__How to complete this task__
All of the entries below, duplicated exactly, make up the answer.

__Available data__

::::

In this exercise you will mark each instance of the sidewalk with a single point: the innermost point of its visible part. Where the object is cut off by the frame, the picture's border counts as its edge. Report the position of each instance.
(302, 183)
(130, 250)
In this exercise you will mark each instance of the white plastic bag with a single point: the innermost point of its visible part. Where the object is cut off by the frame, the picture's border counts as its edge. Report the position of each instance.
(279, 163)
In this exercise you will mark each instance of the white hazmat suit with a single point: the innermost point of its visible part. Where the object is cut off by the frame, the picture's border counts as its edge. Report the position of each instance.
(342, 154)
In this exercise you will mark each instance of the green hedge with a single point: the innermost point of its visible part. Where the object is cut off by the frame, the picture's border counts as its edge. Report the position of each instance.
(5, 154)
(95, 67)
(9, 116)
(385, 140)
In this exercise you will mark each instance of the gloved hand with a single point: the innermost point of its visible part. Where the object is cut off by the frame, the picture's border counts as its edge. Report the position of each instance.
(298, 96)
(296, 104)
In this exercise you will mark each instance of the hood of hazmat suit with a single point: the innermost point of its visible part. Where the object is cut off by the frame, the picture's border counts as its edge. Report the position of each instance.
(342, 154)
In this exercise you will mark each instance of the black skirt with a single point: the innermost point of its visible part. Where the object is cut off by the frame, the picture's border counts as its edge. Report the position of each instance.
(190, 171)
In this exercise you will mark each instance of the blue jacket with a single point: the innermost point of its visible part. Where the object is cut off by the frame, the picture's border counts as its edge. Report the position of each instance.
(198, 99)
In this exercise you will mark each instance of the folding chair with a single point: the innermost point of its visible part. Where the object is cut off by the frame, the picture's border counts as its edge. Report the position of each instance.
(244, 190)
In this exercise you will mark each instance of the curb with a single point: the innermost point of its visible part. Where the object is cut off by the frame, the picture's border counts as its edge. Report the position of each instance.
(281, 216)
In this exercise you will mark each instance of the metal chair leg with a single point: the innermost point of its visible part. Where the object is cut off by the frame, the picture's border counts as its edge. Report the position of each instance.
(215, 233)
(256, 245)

::::

__Exercise output__
In this exercise you will mark each instance of the sidewalk with a single point: the innermost point of its visible part. Where the object is cut off by the frame, the picture's border counts as its edge. Report the position of each instance.
(302, 183)
(130, 250)
In this exercise you will mark each instance of the white plastic bag with a single point: the innermost point of its visible part. Where the object is cut off by the frame, the picture's border counts as its edge. Report the position of each instance.
(279, 163)
In this exercise you will mark each instance of the white hazmat suit with a single point: the innermost point of its visible part. Where the object is cut off by the frame, the picture's border counts as its edge. Report the position of each instance.
(342, 154)
In this exercise you will mark each instance of the green hedge with a single point: the innermost point of its visible part. Where the object is cut off by the frame, the picture's border counts as its edge. Report the position of each instance.
(5, 154)
(95, 67)
(9, 116)
(385, 140)
In this exercise you will mark each instance of the gloved hand with a single point: the innermost point of its visible part. Where the object is cut off by the frame, the picture's border counts as its edge. Report the position of each instance.
(298, 96)
(296, 104)
In this exercise you will mark each instance of the hood of hazmat suit with a single point: the innermost point of its visible part. Where the object is cut off by the frame, the picture's border counts as its edge. Report the position of each instance.
(342, 154)
In this exercise you will mark each instance of the black skirt with a single point: the innermost point of its visible part. Where the object is cut off by the frame, the picture's border counts as its edge. Report the position of each instance.
(190, 171)
In this exercise you will mark each instance of the blue jacket with a single point: the innermost point of its visible part. Where the object is cut off by the frame, the picture's border counts as its edge. Report the position of each instance.
(198, 99)
In this exercise you will mark each instance of the folding chair with a single point: the innermost point of its visible part. Where the object is cut off by the frame, the picture's border counts as its edge. Report the position of each instance.
(244, 190)
In this exercise you will mark each instance of the curb with a single point: the innermost point of its visible part. Where the object is cut off by the frame, the picture's border counts as its edge. Report the position of each instance.
(281, 216)
In this exercise you will mark each instance of the metal chair leg with a single point: the innermost point of its visible part. Where the object is cut off by the frame, the picture's border counts as its edge. Report the position of each instance.
(215, 233)
(256, 245)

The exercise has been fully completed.